List of tasks:
1. Rewrite the paragraph beginning "I don't buy some of the vaguely PETA-like sentiments" from the bird flu post in two or three shorter sentences, keeping its main points.
2. Summarize the bird flu post in two sentences.

Source passage:
.....
Although the language and tone are sometimes what we used to call "hippy dip", this guy (Mike Adams) makes an interesting point re. Bird Flu:
When you take tens of millions of chickens and pigs and coop them up in little tiny cages, and you don't give them sunlight, you don't give them a balanced healthy diet, and you don't let them run around in the wild or have fresh air, you create the perfect conditions for the generation and transmission of infectious disease [like Bird Flu].
I don't buy some of the vaguely PETA-like sentiments in the article, but it is surely true that we are keeping millions upon millions of chickens, pigs, and cattle in conditions that, were we dealing with humans, we would immediately condemn as unhygenic and conducive to the spread of infectious disease. Mr. Adams also claims:
In other words, when you take these animals and you pack them together so closely, you accelerate the evolution and development of dangerous influenza. It's almost like having an influenza lab where you're trying to create a biological weapon of some sort. That's how bad it is. You speed the mutation of these viruses by at least a factor of 100. It's almost the perfect laboratory for creating dangerous infectious disease.
.....
Supplied entries:
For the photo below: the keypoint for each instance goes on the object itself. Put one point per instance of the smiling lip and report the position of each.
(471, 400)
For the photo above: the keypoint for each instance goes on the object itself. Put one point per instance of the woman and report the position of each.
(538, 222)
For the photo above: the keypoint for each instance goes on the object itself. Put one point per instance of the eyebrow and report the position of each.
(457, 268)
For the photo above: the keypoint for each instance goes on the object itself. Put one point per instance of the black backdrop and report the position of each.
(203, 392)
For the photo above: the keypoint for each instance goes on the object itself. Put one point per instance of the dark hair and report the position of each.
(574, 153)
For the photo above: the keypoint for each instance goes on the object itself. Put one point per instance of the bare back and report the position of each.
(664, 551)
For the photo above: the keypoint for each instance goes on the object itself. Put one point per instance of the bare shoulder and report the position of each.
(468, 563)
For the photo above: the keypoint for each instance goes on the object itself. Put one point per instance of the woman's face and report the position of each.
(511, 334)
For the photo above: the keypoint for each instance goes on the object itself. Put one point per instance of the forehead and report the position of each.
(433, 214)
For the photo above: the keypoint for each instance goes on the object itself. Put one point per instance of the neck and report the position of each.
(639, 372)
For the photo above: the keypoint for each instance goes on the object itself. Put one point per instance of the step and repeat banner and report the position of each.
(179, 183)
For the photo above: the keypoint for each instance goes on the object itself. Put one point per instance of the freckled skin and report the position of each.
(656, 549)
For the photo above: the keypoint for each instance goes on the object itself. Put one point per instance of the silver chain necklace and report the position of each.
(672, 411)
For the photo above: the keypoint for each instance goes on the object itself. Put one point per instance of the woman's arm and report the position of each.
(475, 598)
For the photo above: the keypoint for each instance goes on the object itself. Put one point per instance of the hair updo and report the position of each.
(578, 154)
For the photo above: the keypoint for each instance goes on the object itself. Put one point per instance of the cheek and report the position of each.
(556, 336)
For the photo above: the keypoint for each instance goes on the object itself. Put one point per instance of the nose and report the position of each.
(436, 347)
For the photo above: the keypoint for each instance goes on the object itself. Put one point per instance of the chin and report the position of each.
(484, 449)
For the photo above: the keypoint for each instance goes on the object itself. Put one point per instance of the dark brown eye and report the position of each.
.....
Task-by-task outputs:
1. The writer rejects some of the article's vaguely PETA-like sentiments. Still, the writer agrees that millions of chickens, pigs, and cattle are kept in conditions we would immediately condemn as unhygienic and disease-spreading if they involved humans. The paragraph then introduces a further claim from Mr. Adams.

2. The writer cites Mike Adams's argument that packing tens of millions of chickens and pigs into tiny cages without sunlight, a balanced diet, or fresh air creates perfect conditions for infectious disease like bird flu. While rejecting some PETA-like sentiments, the writer agrees that these conditions would be condemned as unhygienic for humans, and quotes Adams's claim that such crowding speeds viral mutation by at least a factor of 100, much like a laboratory for dangerous disease.